(Material to process begins)

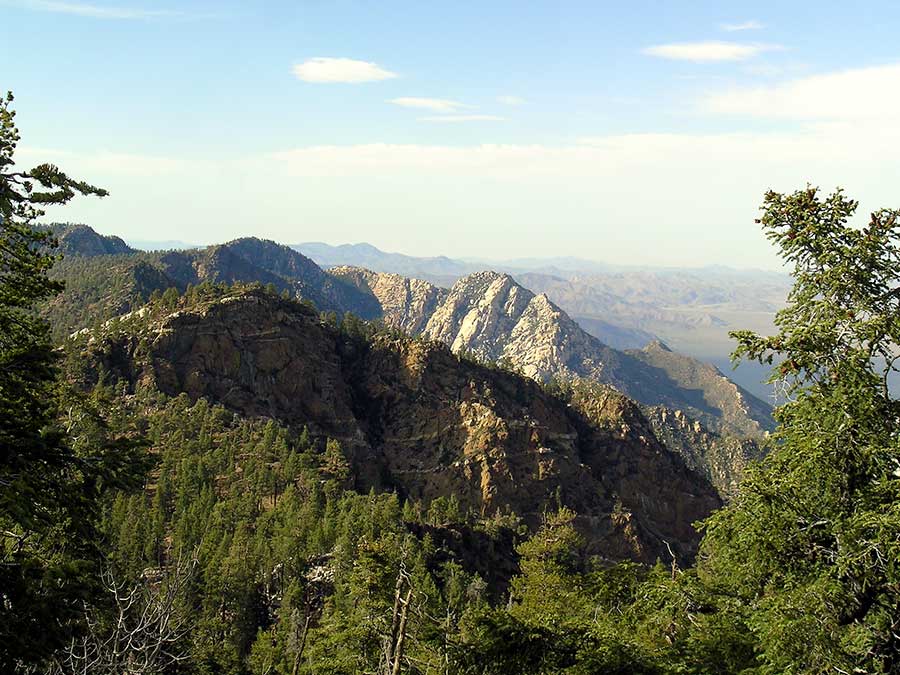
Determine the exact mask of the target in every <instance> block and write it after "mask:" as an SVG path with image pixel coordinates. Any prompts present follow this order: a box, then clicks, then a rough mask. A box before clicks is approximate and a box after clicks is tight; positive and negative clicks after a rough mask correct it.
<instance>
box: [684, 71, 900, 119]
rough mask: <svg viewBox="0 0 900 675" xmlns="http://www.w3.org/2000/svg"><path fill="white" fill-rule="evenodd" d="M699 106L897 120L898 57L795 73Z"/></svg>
mask: <svg viewBox="0 0 900 675" xmlns="http://www.w3.org/2000/svg"><path fill="white" fill-rule="evenodd" d="M701 105H702V107H703V109H705V110H707V111H709V112H714V113H724V114H729V115H741V116H748V117H765V118H775V119H795V120H809V121H815V120H822V121H844V122H862V121H872V120H895V121H896V120H900V63H898V64H891V65H885V66H873V67H869V68H856V69H852V70H843V71H838V72H834V73H825V74H821V75H813V76H810V77H803V78H798V79H795V80H791V81H789V82H784V83H781V84H777V85H770V86H762V87H746V88H737V89H732V90H729V91H724V92H720V93H716V94H712V95H710V96H708V97H707V98H706V99H705V100H704V101H703V102H702V104H701Z"/></svg>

(Material to process ends)

[Exercise details]:
Revise the material so that every "rough mask" reads "coarse mask", changing nothing else, and omit the pictures from your output.

[Response box]:
Determine the exact mask of the target in every <instance> block and write it after "mask:" as an SVG path with image pixel coordinates. Any prompts present follow this order: a box, then clicks, then a coarse mask. A box before clicks is approximate and a box after clicks is tight; positive and negative clicks after a coarse mask correct it.
<instance>
box: [684, 71, 900, 119]
coarse mask: <svg viewBox="0 0 900 675" xmlns="http://www.w3.org/2000/svg"><path fill="white" fill-rule="evenodd" d="M699 106L897 120L898 57L795 73Z"/></svg>
mask: <svg viewBox="0 0 900 675" xmlns="http://www.w3.org/2000/svg"><path fill="white" fill-rule="evenodd" d="M701 105H702V107H703V109H705V110H707V111H709V112H714V113H724V114H729V115H741V116H748V117H765V118H775V119H795V120H809V121H815V120H822V121H844V122H862V121H872V120H895V121H896V120H900V63H898V64H891V65H885V66H873V67H869V68H856V69H852V70H843V71H838V72H834V73H825V74H821V75H813V76H810V77H803V78H798V79H795V80H791V81H789V82H784V83H781V84H777V85H770V86H762V87H746V88H737V89H732V90H729V91H724V92H720V93H716V94H712V95H710V96H708V97H707V98H706V99H705V100H704V101H703V102H702V104H701Z"/></svg>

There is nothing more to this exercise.